REQUIREMENT - Reproduce the GPU benchmarking text below word for word, in full.

Benchmarking of the GPUs
The second part of the DGX A100 testing consisted of the validation of the GPU computing performance, in particular when multiple GPUs are involved in the computation.
Multi-GPU Performance Benchmarking
As a follow-up of our previous work on benchmarking a single A100, we continued with the MLPerf 0.7 SSD training benchmark, from the PyTorch implementation submitted by NVIDIA. The benchmark was running against the Coco 2017 benchmark.
We ran the benchmark with 1, 2, 3, … or 8 GPUs working together on the benchmark, with GPU peer-to-peer communication done with the NVIDIA NCCL library.
We obtained the following results, which show very good scaling performance: the results (red line) are very close to the perfect scaling (blue dotted line).
GPU Parallel Execution Isolation Benchmarking
In the second part of the multi-GPU benchmarking, we wanted to understand how DGX A100 was able to run independent workloads on each of the GPUs. So we took the same benchmark configuration as in the multi-GPU case, but we launched 1, 2, … 8 Pods of the benchmark, all with one dedicated GPU. We used a shared directory to synchronize the beginning of the execution (i.e., wait for the right number of Pods to signal that they are ready).

RECORDS PROVIDED -
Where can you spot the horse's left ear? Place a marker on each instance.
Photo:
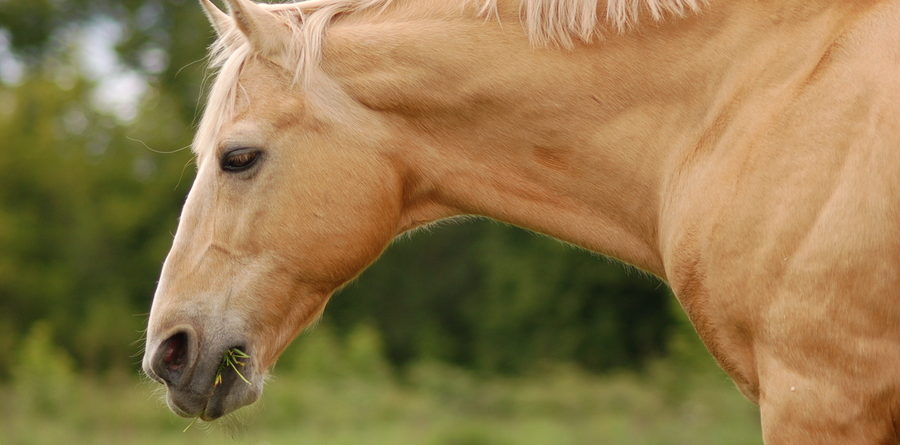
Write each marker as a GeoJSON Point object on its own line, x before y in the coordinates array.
{"type": "Point", "coordinates": [266, 31]}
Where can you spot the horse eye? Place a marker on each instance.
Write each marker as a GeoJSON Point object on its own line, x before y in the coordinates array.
{"type": "Point", "coordinates": [240, 159]}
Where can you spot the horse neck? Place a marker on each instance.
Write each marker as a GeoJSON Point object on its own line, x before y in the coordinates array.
{"type": "Point", "coordinates": [584, 145]}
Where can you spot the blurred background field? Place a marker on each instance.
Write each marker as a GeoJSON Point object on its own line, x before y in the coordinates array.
{"type": "Point", "coordinates": [330, 392]}
{"type": "Point", "coordinates": [468, 333]}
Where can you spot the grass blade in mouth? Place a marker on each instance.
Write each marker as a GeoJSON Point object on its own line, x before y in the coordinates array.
{"type": "Point", "coordinates": [234, 358]}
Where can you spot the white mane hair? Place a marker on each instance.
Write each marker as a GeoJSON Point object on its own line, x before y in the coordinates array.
{"type": "Point", "coordinates": [550, 23]}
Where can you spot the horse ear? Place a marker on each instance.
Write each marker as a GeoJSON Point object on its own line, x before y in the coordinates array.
{"type": "Point", "coordinates": [263, 28]}
{"type": "Point", "coordinates": [217, 18]}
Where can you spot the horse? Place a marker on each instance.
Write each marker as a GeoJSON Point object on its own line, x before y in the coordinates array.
{"type": "Point", "coordinates": [745, 152]}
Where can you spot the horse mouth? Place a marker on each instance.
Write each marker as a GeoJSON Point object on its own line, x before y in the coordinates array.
{"type": "Point", "coordinates": [214, 385]}
{"type": "Point", "coordinates": [227, 391]}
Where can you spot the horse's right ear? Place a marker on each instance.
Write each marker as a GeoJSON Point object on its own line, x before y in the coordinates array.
{"type": "Point", "coordinates": [266, 32]}
{"type": "Point", "coordinates": [220, 21]}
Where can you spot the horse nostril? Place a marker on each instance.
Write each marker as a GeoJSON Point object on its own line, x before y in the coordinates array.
{"type": "Point", "coordinates": [172, 358]}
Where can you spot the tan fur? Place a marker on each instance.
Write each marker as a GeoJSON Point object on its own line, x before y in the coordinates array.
{"type": "Point", "coordinates": [748, 155]}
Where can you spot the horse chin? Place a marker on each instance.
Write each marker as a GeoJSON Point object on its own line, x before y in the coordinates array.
{"type": "Point", "coordinates": [222, 399]}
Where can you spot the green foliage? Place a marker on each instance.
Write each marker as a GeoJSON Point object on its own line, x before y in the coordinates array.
{"type": "Point", "coordinates": [435, 404]}
{"type": "Point", "coordinates": [43, 375]}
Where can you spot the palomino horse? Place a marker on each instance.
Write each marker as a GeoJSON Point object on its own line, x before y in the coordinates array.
{"type": "Point", "coordinates": [746, 151]}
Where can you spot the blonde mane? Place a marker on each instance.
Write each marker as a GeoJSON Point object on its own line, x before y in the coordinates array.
{"type": "Point", "coordinates": [546, 22]}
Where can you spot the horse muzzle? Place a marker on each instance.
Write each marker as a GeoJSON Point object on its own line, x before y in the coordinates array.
{"type": "Point", "coordinates": [201, 379]}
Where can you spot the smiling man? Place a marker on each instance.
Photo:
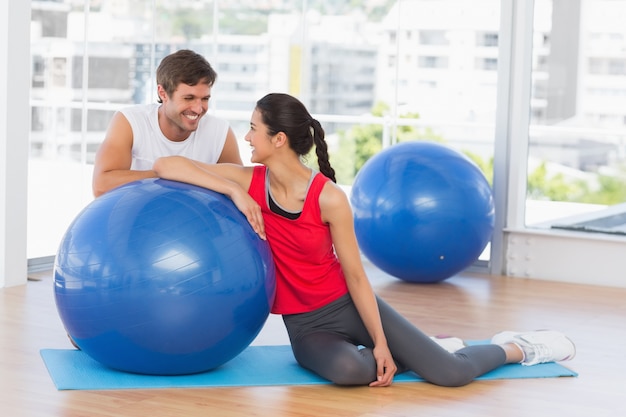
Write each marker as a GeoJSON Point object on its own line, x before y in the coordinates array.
{"type": "Point", "coordinates": [177, 125]}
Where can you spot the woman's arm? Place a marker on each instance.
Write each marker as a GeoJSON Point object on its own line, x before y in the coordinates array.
{"type": "Point", "coordinates": [337, 213]}
{"type": "Point", "coordinates": [229, 179]}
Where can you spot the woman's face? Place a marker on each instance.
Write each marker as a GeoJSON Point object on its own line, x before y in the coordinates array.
{"type": "Point", "coordinates": [258, 138]}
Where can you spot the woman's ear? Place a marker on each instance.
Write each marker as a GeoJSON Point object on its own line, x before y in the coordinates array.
{"type": "Point", "coordinates": [280, 139]}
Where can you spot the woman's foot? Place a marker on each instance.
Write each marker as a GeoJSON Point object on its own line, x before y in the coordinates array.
{"type": "Point", "coordinates": [539, 346]}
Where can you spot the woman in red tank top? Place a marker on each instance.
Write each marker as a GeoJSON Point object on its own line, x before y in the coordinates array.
{"type": "Point", "coordinates": [337, 326]}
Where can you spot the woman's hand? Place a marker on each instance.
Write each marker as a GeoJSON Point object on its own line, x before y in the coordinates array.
{"type": "Point", "coordinates": [386, 367]}
{"type": "Point", "coordinates": [251, 210]}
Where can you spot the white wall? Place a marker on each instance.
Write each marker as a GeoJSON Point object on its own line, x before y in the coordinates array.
{"type": "Point", "coordinates": [14, 131]}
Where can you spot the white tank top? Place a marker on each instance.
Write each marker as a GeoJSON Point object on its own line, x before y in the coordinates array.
{"type": "Point", "coordinates": [149, 143]}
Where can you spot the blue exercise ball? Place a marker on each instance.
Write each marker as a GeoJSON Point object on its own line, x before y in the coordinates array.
{"type": "Point", "coordinates": [163, 278]}
{"type": "Point", "coordinates": [422, 211]}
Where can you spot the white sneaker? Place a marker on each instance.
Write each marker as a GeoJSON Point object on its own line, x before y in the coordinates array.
{"type": "Point", "coordinates": [539, 346]}
{"type": "Point", "coordinates": [451, 344]}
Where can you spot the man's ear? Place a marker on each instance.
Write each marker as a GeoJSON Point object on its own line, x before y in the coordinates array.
{"type": "Point", "coordinates": [161, 92]}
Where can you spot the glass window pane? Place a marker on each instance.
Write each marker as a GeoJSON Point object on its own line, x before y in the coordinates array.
{"type": "Point", "coordinates": [374, 73]}
{"type": "Point", "coordinates": [577, 157]}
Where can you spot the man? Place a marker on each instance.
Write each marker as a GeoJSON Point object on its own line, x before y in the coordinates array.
{"type": "Point", "coordinates": [177, 125]}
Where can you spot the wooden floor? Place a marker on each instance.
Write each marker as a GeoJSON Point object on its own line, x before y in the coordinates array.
{"type": "Point", "coordinates": [470, 306]}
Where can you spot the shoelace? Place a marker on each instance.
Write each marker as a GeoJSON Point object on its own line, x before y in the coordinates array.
{"type": "Point", "coordinates": [537, 353]}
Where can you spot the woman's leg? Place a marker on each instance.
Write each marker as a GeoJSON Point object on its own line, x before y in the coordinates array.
{"type": "Point", "coordinates": [326, 341]}
{"type": "Point", "coordinates": [415, 350]}
{"type": "Point", "coordinates": [333, 357]}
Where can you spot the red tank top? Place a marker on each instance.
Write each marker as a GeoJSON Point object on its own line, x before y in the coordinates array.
{"type": "Point", "coordinates": [308, 273]}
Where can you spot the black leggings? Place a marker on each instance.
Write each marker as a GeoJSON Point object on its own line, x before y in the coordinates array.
{"type": "Point", "coordinates": [333, 342]}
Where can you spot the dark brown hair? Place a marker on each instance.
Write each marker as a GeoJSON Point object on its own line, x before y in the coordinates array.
{"type": "Point", "coordinates": [285, 113]}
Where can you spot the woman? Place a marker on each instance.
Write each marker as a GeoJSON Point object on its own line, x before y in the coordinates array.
{"type": "Point", "coordinates": [337, 326]}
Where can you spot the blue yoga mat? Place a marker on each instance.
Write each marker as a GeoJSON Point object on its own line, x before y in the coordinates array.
{"type": "Point", "coordinates": [255, 366]}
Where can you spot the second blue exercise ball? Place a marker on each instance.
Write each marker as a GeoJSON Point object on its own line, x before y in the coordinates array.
{"type": "Point", "coordinates": [160, 277]}
{"type": "Point", "coordinates": [422, 211]}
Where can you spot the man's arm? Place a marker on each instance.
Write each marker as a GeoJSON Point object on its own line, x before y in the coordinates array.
{"type": "Point", "coordinates": [230, 152]}
{"type": "Point", "coordinates": [114, 158]}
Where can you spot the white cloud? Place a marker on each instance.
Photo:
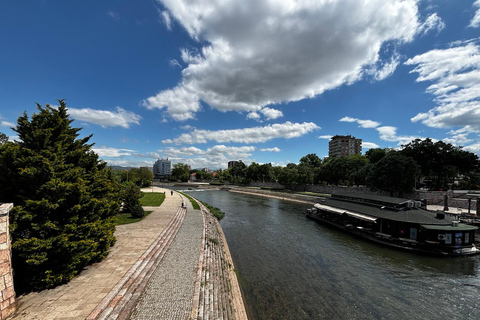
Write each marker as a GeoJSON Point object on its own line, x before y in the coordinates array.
{"type": "Point", "coordinates": [369, 145]}
{"type": "Point", "coordinates": [389, 133]}
{"type": "Point", "coordinates": [112, 152]}
{"type": "Point", "coordinates": [271, 114]}
{"type": "Point", "coordinates": [475, 22]}
{"type": "Point", "coordinates": [325, 137]}
{"type": "Point", "coordinates": [253, 115]}
{"type": "Point", "coordinates": [387, 69]}
{"type": "Point", "coordinates": [274, 149]}
{"type": "Point", "coordinates": [6, 124]}
{"type": "Point", "coordinates": [259, 53]}
{"type": "Point", "coordinates": [455, 73]}
{"type": "Point", "coordinates": [362, 123]}
{"type": "Point", "coordinates": [473, 148]}
{"type": "Point", "coordinates": [174, 63]}
{"type": "Point", "coordinates": [105, 118]}
{"type": "Point", "coordinates": [433, 22]}
{"type": "Point", "coordinates": [286, 130]}
{"type": "Point", "coordinates": [214, 157]}
{"type": "Point", "coordinates": [167, 20]}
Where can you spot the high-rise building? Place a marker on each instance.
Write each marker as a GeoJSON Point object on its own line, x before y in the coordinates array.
{"type": "Point", "coordinates": [342, 146]}
{"type": "Point", "coordinates": [232, 164]}
{"type": "Point", "coordinates": [162, 168]}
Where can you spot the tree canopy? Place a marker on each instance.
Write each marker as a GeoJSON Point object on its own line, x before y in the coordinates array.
{"type": "Point", "coordinates": [65, 200]}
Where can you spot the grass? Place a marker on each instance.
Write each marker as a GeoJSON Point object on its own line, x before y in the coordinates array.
{"type": "Point", "coordinates": [153, 199]}
{"type": "Point", "coordinates": [192, 201]}
{"type": "Point", "coordinates": [217, 213]}
{"type": "Point", "coordinates": [126, 218]}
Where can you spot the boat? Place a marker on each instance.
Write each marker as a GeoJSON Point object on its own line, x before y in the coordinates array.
{"type": "Point", "coordinates": [397, 222]}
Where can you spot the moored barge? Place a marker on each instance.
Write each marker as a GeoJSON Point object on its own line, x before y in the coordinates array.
{"type": "Point", "coordinates": [397, 222]}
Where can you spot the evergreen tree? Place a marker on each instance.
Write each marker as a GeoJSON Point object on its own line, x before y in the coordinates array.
{"type": "Point", "coordinates": [65, 200]}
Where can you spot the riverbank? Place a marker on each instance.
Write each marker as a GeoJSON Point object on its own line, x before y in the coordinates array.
{"type": "Point", "coordinates": [308, 199]}
{"type": "Point", "coordinates": [174, 243]}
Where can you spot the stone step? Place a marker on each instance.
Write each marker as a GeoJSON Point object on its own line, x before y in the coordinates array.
{"type": "Point", "coordinates": [115, 301]}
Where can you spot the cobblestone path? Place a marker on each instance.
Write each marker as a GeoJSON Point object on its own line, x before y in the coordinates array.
{"type": "Point", "coordinates": [168, 294]}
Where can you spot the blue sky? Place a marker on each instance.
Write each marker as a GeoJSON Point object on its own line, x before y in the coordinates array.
{"type": "Point", "coordinates": [209, 81]}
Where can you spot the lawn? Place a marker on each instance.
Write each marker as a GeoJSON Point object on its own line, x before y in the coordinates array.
{"type": "Point", "coordinates": [126, 218]}
{"type": "Point", "coordinates": [153, 199]}
{"type": "Point", "coordinates": [192, 201]}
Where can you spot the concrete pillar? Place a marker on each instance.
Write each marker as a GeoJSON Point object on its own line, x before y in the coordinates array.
{"type": "Point", "coordinates": [478, 206]}
{"type": "Point", "coordinates": [7, 296]}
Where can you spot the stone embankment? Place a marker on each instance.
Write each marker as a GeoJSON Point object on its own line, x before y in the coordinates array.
{"type": "Point", "coordinates": [217, 294]}
{"type": "Point", "coordinates": [174, 264]}
{"type": "Point", "coordinates": [277, 195]}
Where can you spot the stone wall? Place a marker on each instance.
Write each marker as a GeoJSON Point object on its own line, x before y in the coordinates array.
{"type": "Point", "coordinates": [7, 293]}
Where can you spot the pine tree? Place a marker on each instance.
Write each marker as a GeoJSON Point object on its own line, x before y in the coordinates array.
{"type": "Point", "coordinates": [65, 200]}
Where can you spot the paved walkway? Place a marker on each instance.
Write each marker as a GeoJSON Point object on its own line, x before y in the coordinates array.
{"type": "Point", "coordinates": [78, 298]}
{"type": "Point", "coordinates": [169, 292]}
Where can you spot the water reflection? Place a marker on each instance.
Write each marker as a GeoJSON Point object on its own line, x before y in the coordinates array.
{"type": "Point", "coordinates": [293, 268]}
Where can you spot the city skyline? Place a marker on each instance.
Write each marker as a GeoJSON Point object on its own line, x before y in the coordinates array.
{"type": "Point", "coordinates": [266, 82]}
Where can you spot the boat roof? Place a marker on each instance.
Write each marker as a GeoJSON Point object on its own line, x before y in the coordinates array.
{"type": "Point", "coordinates": [392, 201]}
{"type": "Point", "coordinates": [411, 215]}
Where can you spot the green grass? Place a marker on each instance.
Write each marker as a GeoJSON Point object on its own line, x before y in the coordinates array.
{"type": "Point", "coordinates": [217, 213]}
{"type": "Point", "coordinates": [192, 201]}
{"type": "Point", "coordinates": [153, 199]}
{"type": "Point", "coordinates": [126, 218]}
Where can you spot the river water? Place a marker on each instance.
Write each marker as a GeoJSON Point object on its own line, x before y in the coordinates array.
{"type": "Point", "coordinates": [290, 267]}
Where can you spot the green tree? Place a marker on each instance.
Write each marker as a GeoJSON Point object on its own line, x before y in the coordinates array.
{"type": "Point", "coordinates": [131, 200]}
{"type": "Point", "coordinates": [311, 160]}
{"type": "Point", "coordinates": [65, 200]}
{"type": "Point", "coordinates": [441, 162]}
{"type": "Point", "coordinates": [394, 173]}
{"type": "Point", "coordinates": [180, 172]}
{"type": "Point", "coordinates": [3, 138]}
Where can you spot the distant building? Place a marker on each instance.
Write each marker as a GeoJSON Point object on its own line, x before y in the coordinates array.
{"type": "Point", "coordinates": [162, 168]}
{"type": "Point", "coordinates": [232, 164]}
{"type": "Point", "coordinates": [342, 146]}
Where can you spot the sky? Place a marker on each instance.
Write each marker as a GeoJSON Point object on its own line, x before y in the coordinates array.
{"type": "Point", "coordinates": [269, 81]}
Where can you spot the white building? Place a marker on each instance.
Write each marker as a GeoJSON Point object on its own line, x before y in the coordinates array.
{"type": "Point", "coordinates": [162, 168]}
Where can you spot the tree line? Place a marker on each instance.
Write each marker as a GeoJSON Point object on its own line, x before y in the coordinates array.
{"type": "Point", "coordinates": [426, 163]}
{"type": "Point", "coordinates": [65, 199]}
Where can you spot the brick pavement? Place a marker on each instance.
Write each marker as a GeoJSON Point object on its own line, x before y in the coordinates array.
{"type": "Point", "coordinates": [169, 292]}
{"type": "Point", "coordinates": [78, 298]}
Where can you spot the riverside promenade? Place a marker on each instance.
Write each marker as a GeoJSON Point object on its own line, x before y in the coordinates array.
{"type": "Point", "coordinates": [154, 271]}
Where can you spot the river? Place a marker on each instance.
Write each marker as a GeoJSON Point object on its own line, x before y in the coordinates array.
{"type": "Point", "coordinates": [290, 267]}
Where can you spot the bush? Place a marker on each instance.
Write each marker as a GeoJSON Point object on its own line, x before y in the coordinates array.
{"type": "Point", "coordinates": [137, 212]}
{"type": "Point", "coordinates": [65, 200]}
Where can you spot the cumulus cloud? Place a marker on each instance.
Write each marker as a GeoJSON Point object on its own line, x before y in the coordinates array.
{"type": "Point", "coordinates": [6, 124]}
{"type": "Point", "coordinates": [389, 133]}
{"type": "Point", "coordinates": [112, 152]}
{"type": "Point", "coordinates": [258, 53]}
{"type": "Point", "coordinates": [105, 118]}
{"type": "Point", "coordinates": [475, 22]}
{"type": "Point", "coordinates": [455, 73]}
{"type": "Point", "coordinates": [214, 157]}
{"type": "Point", "coordinates": [274, 149]}
{"type": "Point", "coordinates": [369, 145]}
{"type": "Point", "coordinates": [433, 22]}
{"type": "Point", "coordinates": [362, 123]}
{"type": "Point", "coordinates": [285, 130]}
{"type": "Point", "coordinates": [166, 19]}
{"type": "Point", "coordinates": [325, 137]}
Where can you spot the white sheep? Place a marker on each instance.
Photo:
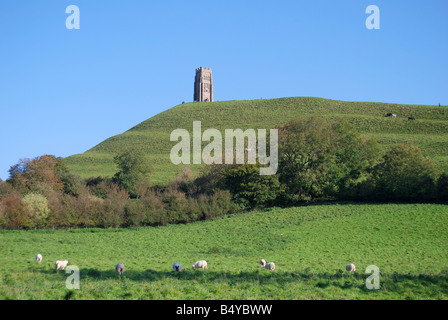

TASK RESPONSE -
Benchmarking of the GPUs
The second part of the DGX A100 testing consisted of the validation of the GPU computing performance, in particular when multiple GPUs are involved in the computation.
Multi-GPU Performance Benchmarking
As a follow-up of our previous work on benchmarking a single A100, we continued with the MLPerf 0.7 SSD training benchmark, from the PyTorch implementation submitted by NVIDIA. The benchmark was running against the Coco 2017 benchmark.
We ran the benchmark with 1, 2, 3, … or 8 GPUs working together on the benchmark, with GPU peer-to-peer communication done with the NVIDIA NCCL library.
We obtained the following results, which show very good scaling performance: the results (red line) are very close to the perfect scaling (blue dotted line).
GPU Parallel Execution Isolation Benchmarking
In the second part of the multi-GPU benchmarking, we wanted to understand how DGX A100 was able to run independent workloads on each of the GPUs. So we took the same benchmark configuration as in the multi-GPU case, but we launched 1, 2, … 8 Pods of the benchmark, all with one dedicated GPU. We used a shared directory to synchronize the beginning of the execution (i.e., wait for the right number of Pods to signal that they are ready).